→ **Description of the task**: Put every line from the one containing "Where can the overpass" through the last line of the items below into a JSON list of strings, one string per line, with blank lines omitted.

------------------------------

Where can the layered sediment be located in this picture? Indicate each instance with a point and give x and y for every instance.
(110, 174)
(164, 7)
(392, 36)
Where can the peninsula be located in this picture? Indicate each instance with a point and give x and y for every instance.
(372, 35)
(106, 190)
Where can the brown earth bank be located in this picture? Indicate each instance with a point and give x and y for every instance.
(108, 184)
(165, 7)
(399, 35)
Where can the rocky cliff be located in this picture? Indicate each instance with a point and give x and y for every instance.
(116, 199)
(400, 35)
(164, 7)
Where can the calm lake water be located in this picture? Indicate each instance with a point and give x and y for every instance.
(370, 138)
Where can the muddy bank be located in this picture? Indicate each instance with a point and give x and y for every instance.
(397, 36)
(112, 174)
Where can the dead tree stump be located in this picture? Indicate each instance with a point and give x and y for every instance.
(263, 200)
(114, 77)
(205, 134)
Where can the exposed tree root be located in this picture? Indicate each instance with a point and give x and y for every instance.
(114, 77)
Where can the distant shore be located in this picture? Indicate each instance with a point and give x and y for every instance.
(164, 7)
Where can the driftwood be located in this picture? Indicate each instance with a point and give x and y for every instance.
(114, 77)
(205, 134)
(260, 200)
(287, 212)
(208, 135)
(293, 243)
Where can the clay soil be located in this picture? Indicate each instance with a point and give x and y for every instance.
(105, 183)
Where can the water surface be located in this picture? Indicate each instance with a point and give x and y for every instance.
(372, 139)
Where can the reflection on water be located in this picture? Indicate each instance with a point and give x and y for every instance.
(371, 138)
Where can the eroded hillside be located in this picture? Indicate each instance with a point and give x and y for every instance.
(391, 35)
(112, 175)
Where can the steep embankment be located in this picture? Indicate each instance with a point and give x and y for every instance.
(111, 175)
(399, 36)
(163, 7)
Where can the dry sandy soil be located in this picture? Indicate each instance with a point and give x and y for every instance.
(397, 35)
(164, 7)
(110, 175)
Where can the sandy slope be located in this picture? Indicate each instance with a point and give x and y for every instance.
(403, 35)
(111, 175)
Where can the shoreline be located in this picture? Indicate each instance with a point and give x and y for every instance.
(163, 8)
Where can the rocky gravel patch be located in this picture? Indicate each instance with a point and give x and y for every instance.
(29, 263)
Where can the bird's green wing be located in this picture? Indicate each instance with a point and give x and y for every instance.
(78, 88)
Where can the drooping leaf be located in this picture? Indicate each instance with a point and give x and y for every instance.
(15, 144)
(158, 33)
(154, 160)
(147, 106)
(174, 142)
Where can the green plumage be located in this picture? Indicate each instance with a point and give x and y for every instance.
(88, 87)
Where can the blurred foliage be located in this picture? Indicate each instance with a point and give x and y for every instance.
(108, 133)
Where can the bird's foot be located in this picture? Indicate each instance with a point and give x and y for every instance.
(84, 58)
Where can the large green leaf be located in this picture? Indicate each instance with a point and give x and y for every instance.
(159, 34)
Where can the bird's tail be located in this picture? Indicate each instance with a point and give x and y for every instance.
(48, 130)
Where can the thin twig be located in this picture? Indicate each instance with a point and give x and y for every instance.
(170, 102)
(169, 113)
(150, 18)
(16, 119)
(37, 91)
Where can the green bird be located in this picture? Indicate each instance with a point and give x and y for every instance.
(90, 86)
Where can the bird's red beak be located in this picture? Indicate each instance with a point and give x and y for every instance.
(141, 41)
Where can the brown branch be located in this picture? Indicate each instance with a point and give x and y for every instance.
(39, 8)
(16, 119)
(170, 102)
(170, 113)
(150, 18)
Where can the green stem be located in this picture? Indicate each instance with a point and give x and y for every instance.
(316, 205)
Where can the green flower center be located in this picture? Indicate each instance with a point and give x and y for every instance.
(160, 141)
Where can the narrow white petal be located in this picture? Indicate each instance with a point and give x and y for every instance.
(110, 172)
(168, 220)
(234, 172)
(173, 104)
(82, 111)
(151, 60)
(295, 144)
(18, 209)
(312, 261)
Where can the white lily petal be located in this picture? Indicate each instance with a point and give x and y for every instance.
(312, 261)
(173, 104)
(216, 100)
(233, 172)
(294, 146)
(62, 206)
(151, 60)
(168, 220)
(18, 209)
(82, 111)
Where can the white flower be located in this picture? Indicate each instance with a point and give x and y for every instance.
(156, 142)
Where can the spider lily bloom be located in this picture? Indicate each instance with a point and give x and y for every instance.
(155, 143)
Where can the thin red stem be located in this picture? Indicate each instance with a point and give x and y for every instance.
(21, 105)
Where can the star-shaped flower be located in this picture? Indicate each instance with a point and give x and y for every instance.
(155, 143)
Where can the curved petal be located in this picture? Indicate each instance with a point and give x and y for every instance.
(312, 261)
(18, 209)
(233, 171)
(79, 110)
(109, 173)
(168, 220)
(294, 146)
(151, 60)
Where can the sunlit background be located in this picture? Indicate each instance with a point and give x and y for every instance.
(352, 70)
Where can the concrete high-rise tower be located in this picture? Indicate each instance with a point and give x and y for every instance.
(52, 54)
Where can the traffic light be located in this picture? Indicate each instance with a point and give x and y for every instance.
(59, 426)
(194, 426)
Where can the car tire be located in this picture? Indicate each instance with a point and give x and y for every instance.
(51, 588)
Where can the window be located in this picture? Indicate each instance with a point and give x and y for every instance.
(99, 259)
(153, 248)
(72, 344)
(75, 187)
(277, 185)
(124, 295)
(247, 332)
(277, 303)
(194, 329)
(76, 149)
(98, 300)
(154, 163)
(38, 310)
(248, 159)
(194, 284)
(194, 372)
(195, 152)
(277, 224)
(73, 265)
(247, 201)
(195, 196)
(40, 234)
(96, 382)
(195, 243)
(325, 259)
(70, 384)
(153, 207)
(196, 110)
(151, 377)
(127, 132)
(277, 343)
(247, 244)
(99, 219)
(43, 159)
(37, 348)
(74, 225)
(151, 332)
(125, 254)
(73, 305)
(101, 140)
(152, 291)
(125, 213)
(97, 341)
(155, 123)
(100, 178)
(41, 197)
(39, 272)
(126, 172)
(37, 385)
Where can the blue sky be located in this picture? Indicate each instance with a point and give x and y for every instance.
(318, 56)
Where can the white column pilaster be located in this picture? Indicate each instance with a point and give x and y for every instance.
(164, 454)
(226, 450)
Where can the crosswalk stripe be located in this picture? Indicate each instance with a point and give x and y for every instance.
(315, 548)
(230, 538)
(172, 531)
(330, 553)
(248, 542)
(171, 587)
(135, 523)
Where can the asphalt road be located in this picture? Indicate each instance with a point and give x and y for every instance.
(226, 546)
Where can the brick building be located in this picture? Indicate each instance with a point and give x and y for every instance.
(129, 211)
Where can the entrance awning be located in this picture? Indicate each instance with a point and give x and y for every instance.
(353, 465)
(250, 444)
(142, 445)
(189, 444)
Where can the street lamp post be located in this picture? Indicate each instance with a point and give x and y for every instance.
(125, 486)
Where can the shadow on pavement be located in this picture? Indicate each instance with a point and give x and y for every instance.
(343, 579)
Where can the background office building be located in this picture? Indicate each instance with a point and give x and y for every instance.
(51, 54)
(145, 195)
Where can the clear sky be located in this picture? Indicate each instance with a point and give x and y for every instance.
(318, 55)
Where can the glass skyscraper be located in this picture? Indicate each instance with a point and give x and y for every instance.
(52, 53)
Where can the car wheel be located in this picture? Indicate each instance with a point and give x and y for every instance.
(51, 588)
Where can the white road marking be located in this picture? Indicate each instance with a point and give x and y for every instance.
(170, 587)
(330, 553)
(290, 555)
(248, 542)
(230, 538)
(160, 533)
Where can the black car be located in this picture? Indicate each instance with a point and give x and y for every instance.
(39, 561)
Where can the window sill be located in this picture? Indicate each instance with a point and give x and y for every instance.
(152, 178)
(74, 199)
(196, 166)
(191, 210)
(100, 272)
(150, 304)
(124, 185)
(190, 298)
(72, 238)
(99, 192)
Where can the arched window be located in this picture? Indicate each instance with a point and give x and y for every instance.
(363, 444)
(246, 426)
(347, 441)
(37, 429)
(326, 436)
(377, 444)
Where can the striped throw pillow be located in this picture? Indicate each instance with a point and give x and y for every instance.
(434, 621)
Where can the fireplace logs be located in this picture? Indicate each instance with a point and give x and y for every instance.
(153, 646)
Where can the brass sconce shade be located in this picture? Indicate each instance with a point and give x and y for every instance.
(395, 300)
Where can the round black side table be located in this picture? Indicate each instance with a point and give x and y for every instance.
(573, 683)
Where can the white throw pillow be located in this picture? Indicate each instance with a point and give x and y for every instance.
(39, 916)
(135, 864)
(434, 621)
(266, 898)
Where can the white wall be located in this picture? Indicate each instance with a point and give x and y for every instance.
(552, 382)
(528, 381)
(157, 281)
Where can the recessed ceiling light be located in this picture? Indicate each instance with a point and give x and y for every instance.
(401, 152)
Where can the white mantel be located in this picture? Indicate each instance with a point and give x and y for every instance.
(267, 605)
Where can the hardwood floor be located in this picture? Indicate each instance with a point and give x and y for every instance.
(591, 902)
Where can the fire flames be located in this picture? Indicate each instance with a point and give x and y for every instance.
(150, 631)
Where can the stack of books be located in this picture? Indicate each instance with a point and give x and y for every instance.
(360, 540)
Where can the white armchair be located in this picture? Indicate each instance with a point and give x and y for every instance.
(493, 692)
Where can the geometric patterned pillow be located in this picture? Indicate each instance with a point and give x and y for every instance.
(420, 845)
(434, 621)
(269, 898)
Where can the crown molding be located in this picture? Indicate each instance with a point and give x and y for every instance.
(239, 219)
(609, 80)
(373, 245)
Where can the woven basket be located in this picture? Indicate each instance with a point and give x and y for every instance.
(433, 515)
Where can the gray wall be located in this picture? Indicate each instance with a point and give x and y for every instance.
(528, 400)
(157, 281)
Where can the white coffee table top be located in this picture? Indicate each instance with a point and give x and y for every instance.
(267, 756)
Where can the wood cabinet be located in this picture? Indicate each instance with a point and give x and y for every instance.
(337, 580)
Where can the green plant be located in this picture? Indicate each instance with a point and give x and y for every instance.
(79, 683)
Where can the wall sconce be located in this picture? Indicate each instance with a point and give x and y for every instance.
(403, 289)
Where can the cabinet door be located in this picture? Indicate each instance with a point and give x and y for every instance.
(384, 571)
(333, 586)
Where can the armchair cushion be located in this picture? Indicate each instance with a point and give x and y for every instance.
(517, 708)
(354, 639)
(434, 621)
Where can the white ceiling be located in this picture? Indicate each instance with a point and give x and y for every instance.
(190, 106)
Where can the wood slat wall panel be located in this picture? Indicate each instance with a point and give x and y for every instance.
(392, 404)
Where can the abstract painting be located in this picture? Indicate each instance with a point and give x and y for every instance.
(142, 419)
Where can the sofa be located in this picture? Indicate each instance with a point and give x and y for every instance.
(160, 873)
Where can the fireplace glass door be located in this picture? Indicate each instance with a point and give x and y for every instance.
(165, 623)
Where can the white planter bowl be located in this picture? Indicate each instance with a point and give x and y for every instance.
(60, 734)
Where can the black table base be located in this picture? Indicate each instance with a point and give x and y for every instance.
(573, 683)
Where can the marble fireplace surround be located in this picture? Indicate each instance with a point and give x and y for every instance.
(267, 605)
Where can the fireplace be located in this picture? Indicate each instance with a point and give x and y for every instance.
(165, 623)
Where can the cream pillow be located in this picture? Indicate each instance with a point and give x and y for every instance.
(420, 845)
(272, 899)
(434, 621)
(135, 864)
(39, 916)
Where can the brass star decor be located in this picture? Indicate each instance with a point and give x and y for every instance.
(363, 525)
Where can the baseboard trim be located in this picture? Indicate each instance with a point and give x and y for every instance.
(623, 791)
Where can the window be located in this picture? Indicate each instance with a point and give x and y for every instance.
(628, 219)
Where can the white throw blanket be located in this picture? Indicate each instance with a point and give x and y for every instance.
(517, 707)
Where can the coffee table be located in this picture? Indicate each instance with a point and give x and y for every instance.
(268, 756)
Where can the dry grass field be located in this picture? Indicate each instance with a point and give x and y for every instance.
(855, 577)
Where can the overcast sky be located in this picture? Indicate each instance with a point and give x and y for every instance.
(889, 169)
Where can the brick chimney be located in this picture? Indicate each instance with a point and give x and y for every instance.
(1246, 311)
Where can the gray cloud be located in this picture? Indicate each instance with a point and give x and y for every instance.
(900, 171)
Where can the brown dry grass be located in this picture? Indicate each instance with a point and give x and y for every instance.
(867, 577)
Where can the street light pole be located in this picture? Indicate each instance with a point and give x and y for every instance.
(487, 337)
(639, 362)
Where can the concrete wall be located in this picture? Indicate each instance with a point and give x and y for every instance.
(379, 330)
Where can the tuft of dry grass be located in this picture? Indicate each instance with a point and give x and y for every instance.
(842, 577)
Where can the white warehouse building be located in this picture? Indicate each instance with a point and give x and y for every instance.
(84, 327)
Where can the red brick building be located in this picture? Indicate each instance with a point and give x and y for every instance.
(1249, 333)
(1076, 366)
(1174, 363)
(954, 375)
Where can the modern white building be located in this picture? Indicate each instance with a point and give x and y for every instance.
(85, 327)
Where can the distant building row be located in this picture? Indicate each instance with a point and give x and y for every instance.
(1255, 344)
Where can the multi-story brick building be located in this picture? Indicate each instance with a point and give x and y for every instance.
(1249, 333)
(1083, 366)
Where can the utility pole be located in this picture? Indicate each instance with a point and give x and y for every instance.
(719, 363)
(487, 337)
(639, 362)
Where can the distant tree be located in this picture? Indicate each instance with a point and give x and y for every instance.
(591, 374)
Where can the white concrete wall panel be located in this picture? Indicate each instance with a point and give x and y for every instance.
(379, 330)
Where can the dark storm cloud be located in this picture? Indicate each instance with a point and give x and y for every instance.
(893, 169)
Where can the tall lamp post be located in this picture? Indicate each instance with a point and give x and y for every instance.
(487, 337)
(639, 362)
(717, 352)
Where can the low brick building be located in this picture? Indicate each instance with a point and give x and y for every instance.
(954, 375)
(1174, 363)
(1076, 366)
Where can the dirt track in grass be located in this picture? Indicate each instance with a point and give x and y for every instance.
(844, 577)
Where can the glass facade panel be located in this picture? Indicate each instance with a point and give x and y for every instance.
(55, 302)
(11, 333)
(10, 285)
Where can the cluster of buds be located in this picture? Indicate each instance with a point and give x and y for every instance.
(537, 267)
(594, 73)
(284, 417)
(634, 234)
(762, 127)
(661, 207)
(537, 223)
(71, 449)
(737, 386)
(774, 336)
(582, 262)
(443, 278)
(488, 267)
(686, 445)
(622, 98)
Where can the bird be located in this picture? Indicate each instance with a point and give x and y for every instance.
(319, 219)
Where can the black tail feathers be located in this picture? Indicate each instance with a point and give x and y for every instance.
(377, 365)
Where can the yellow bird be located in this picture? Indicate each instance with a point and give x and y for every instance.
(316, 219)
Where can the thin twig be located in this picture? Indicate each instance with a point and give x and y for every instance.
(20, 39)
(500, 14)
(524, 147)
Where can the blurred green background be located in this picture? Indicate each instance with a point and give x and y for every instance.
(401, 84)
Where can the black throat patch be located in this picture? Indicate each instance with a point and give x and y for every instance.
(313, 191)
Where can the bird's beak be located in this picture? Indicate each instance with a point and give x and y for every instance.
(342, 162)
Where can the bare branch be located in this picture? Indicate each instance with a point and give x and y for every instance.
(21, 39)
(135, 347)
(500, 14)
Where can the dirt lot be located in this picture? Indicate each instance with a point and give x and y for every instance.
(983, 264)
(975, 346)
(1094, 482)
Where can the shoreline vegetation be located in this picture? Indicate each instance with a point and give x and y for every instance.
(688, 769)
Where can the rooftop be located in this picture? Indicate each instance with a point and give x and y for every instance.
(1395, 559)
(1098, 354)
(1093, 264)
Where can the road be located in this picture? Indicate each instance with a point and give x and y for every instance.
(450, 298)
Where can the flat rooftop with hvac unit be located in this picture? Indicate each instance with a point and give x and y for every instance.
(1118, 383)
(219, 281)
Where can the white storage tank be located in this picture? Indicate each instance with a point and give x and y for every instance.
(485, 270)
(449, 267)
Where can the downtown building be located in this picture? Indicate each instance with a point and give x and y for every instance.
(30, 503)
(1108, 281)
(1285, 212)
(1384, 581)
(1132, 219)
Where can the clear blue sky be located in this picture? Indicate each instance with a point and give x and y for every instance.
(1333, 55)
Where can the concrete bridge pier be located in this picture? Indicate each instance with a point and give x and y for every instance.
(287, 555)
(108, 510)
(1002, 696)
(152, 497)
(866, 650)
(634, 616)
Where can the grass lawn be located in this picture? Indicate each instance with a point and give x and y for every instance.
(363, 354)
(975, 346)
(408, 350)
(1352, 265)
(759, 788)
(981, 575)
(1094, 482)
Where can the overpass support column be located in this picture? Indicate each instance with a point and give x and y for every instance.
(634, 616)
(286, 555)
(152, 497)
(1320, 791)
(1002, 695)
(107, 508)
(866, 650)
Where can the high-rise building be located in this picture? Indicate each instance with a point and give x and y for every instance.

------------------------------

→ **Written solution**:
[
  "Where can the overpass support column be located in this picture? Indicate each instance with a point and give x and y for every instance.",
  "(634, 616)",
  "(286, 555)",
  "(152, 497)",
  "(1320, 791)",
  "(1002, 695)",
  "(107, 508)",
  "(866, 650)",
  "Where can the high-rise building be located in this picture? Indicate each instance with a point and give x and y for every instance."
]